→ SUPPLIED INFORMATION:
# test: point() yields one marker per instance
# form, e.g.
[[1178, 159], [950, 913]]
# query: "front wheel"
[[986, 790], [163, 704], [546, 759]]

→ INSTRUCTIONS FOR THE TASK:
Print every row above verbatim, with no changes.

→ WRITTEN RESPONSE:
# test: point() yields one marker per instance
# form, e.g.
[[1178, 159], [950, 913]]
# query: "front wheel"
[[986, 790], [163, 704], [546, 759]]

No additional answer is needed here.